__ACTIVITY__
Each line from the one containing "Query: pile of dirt" through the end of the data is to be written out exactly, and nothing more.

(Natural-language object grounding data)
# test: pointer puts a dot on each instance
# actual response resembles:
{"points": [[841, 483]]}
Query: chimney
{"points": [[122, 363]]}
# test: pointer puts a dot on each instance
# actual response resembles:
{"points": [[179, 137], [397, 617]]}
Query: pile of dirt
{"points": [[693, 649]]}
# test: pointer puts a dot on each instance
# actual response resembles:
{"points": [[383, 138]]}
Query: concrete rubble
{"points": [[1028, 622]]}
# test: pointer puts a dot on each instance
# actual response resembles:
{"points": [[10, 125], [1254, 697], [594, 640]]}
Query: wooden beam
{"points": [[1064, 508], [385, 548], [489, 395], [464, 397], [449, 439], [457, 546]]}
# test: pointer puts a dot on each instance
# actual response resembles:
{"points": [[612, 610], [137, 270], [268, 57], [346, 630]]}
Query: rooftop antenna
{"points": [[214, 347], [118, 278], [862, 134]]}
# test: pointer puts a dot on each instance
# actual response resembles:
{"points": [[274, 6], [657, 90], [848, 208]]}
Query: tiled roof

__SOLUTION__
Query: pile of dirt
{"points": [[693, 649]]}
# test: pointer puts a dot on each instance
# actual response resembles:
{"points": [[383, 138]]}
Query: concrete rubble
{"points": [[1028, 622]]}
# test: pointer puts a dot on each instance
# actual response resembles:
{"points": [[10, 125], [1254, 697], [594, 640]]}
Query: wooden beam
{"points": [[1064, 508], [385, 548], [489, 395], [464, 397], [449, 439], [457, 546]]}
# test: pointer puts a dot on each instance
# actual response resembles:
{"points": [[612, 610], [137, 270], [268, 57], [346, 630]]}
Query: rooftop antenna
{"points": [[214, 347], [118, 278], [862, 134]]}
# test: pointer puts a dot on each instance
# actual response resembles:
{"points": [[274, 6], [657, 90], [848, 208]]}
Query: tiled roof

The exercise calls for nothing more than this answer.